## EXERCISE GOAL
Copy the records below word for word, from the first line through the line that contains "Find switchback curve.", and leave out any pictures.

*** Opening DATA FOR THIS TASK ***

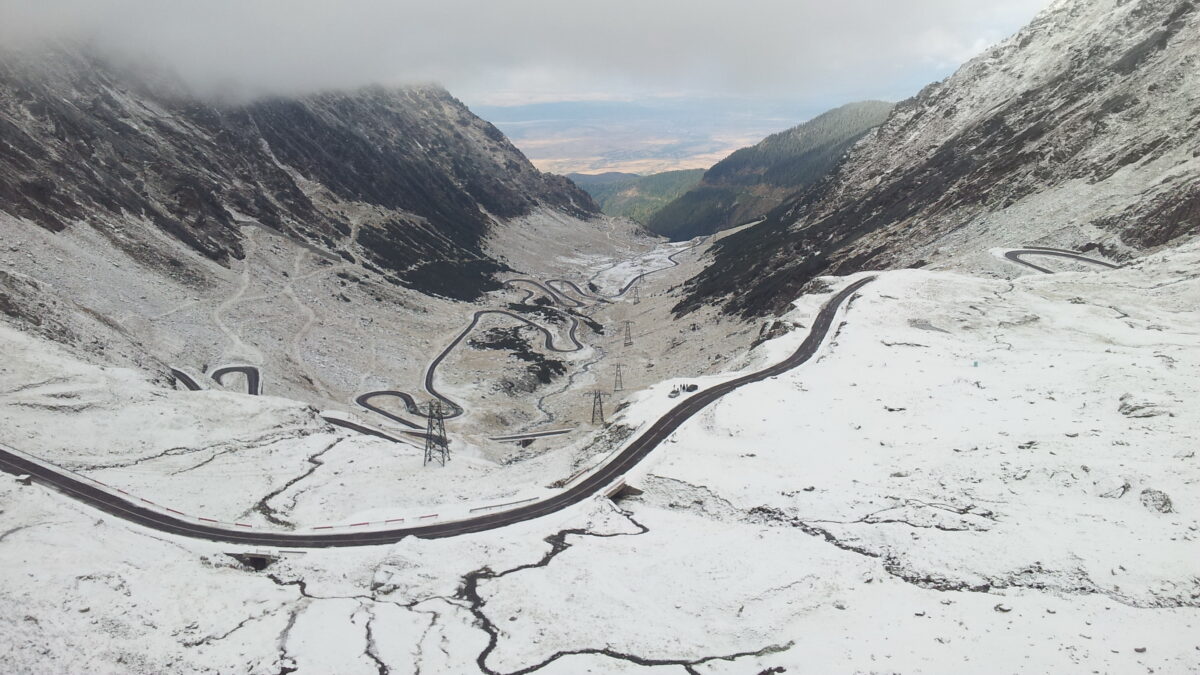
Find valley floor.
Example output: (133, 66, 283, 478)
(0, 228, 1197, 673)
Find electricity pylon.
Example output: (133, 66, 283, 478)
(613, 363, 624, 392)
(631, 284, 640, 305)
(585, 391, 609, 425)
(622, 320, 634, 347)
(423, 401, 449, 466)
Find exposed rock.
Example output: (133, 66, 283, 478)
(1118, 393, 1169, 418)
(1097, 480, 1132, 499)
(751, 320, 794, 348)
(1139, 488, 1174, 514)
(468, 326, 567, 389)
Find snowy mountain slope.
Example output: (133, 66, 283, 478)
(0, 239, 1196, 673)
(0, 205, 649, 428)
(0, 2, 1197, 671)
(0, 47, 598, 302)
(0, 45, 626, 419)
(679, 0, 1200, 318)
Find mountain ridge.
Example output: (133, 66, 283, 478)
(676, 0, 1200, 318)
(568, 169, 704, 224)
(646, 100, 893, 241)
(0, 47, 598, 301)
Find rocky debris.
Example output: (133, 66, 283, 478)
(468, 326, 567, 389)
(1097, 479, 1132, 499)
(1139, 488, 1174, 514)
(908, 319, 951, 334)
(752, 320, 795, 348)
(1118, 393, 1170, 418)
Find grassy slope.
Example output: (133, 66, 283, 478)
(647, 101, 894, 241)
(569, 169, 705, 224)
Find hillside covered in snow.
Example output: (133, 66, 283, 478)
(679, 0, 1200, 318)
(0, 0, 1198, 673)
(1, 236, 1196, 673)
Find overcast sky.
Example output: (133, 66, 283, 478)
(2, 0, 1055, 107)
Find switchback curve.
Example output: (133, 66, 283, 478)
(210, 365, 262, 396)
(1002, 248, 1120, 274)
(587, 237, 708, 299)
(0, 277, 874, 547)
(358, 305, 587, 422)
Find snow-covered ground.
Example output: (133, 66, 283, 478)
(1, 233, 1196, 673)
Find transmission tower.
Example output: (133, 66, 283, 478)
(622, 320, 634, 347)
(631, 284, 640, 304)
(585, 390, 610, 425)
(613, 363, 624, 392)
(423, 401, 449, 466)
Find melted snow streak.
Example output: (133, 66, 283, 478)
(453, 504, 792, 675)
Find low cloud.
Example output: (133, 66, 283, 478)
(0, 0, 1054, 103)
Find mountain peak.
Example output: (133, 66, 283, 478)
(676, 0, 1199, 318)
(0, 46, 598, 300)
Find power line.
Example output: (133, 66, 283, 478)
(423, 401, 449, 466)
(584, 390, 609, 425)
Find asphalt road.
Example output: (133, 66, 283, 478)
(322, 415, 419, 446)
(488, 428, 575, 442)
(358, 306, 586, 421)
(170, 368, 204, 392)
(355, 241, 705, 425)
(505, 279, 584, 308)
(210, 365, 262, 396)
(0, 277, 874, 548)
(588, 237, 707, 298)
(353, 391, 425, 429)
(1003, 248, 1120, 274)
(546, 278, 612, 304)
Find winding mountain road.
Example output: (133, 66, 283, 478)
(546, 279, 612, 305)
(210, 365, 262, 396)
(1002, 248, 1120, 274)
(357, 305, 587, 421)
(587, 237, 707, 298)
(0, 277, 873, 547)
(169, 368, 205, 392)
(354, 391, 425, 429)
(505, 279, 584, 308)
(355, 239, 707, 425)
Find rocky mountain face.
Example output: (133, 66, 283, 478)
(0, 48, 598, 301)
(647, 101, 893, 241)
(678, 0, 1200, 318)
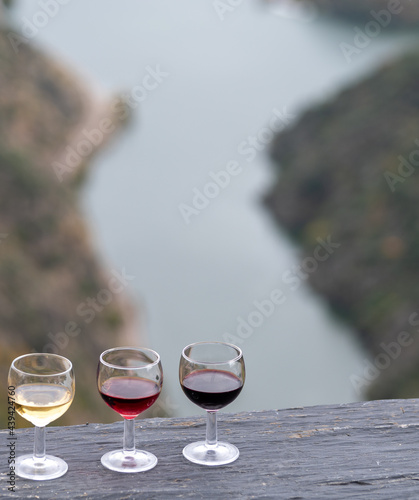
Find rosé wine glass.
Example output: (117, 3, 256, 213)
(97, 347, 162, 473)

*** Closing DATA FOR THIS TASK ***

## TASK ANSWER
Find valley floor.
Example output: (133, 66, 283, 478)
(0, 228, 1197, 673)
Find electricity pylon.
Example output: (133, 66, 283, 478)
(613, 363, 624, 392)
(631, 284, 640, 305)
(585, 391, 609, 425)
(622, 320, 634, 347)
(423, 401, 449, 466)
Find exposed rock.
Example output: (133, 66, 283, 478)
(1118, 393, 1169, 418)
(1097, 480, 1132, 499)
(751, 320, 794, 348)
(1139, 488, 1174, 514)
(468, 326, 567, 389)
Find snowy mountain slope.
Example output: (133, 66, 283, 478)
(0, 239, 1196, 673)
(0, 205, 649, 428)
(0, 2, 1197, 671)
(0, 47, 598, 302)
(0, 45, 626, 419)
(679, 0, 1200, 318)
Find mountain ridge.
Example output: (133, 66, 283, 478)
(676, 0, 1200, 318)
(568, 169, 704, 224)
(646, 100, 893, 241)
(0, 47, 598, 301)
Find rocky debris.
Example output: (133, 66, 283, 478)
(468, 326, 567, 389)
(1097, 479, 1132, 499)
(1139, 488, 1174, 514)
(908, 319, 951, 334)
(752, 320, 795, 348)
(1118, 393, 1170, 418)
Find grassy slope.
Example output: (133, 66, 283, 478)
(647, 101, 894, 241)
(569, 169, 705, 224)
Find hillside covered in snow.
Example output: (133, 66, 283, 478)
(679, 0, 1200, 318)
(0, 0, 1198, 673)
(1, 236, 1196, 673)
Find overcast sky.
Example output: (133, 66, 283, 478)
(2, 0, 1055, 107)
Find switchback curve.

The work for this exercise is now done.